Directions :: Can you turn the material below into a JSON list of strings, with one string for each line and blank lines left out?

Entries taken from a collection:

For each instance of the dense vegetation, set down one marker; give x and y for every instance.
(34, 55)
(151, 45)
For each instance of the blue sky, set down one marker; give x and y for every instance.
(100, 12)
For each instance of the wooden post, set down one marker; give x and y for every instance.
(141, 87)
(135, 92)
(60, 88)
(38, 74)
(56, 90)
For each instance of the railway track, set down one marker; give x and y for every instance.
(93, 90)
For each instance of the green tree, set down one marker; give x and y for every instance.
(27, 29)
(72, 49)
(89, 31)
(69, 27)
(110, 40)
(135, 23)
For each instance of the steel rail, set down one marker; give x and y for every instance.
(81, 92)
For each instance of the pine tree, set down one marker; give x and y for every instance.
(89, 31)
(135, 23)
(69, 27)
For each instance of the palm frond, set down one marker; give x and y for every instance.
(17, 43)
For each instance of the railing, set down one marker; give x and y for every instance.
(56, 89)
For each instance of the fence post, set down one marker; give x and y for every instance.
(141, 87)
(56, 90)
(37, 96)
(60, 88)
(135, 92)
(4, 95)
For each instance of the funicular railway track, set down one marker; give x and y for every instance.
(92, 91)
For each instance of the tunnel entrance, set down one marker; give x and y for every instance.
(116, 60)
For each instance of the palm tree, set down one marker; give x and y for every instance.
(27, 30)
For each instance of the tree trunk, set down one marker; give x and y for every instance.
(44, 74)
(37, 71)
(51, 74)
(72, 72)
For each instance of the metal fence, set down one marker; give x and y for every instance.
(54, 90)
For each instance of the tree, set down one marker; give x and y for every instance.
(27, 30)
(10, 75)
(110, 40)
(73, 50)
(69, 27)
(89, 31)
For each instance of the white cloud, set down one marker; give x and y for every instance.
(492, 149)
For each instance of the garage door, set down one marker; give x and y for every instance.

Full response ::
[
  "For each instance of the dense vegetation, set down one marker; give x and y for every instance.",
  "(34, 55)",
  "(151, 45)",
  "For each instance of the blue sky, set down one marker; give x and y for every instance.",
  "(100, 12)",
  "For each instance of the wooden post, set down one marker; give x and y for every instance.",
  "(141, 87)",
  "(135, 92)",
  "(60, 88)",
  "(38, 74)",
  "(56, 90)",
  "For each instance of the railway track, set down one marker; give x and y for every instance.",
  "(93, 90)",
  "For each instance of the green tree, set down one marker; give x and y for every instance.",
  "(27, 29)",
  "(72, 49)",
  "(89, 31)",
  "(69, 27)",
  "(110, 40)",
  "(135, 23)",
  "For each instance of the steel rail, set down one marker; give x and y for every instance.",
  "(81, 92)",
  "For each instance of the pine tree, set down one marker; give x and y for every instance.",
  "(89, 31)",
  "(135, 23)",
  "(69, 27)",
  "For each instance of the palm frond, set down one marker; give x and y for every instance.",
  "(17, 43)",
  "For each instance of the railing, set down one marker; give x and y for every instance.",
  "(56, 89)",
  "For each instance of the fence post, set down one marker; give x and y for every instance.",
  "(141, 87)",
  "(56, 90)",
  "(37, 96)",
  "(60, 88)",
  "(135, 92)",
  "(4, 95)",
  "For each instance of the funicular railway track, set down one marker; give x and y for every instance.",
  "(92, 91)",
  "For each instance of the tunnel entrance, set down one marker; give x and y for every instance.",
  "(116, 60)",
  "For each instance of the palm tree, set down one marker; give x and y for every instance.",
  "(27, 30)",
  "For each instance of the tree trunk, set down one marker; give x and y for every instance.",
  "(44, 74)",
  "(37, 71)",
  "(51, 74)",
  "(72, 72)",
  "For each instance of the metal fence, set down one marker; give x and y for every instance.",
  "(54, 90)",
  "For each instance of the tree, set down one marker; give x and y for every instance.",
  "(27, 30)",
  "(10, 75)",
  "(110, 40)",
  "(73, 50)",
  "(69, 27)",
  "(89, 31)",
  "For each instance of the white cloud, set down one marker; give x and y for every instance.",
  "(492, 149)",
  "For each instance of the garage door, set down one marker; give x and y for every instance."
]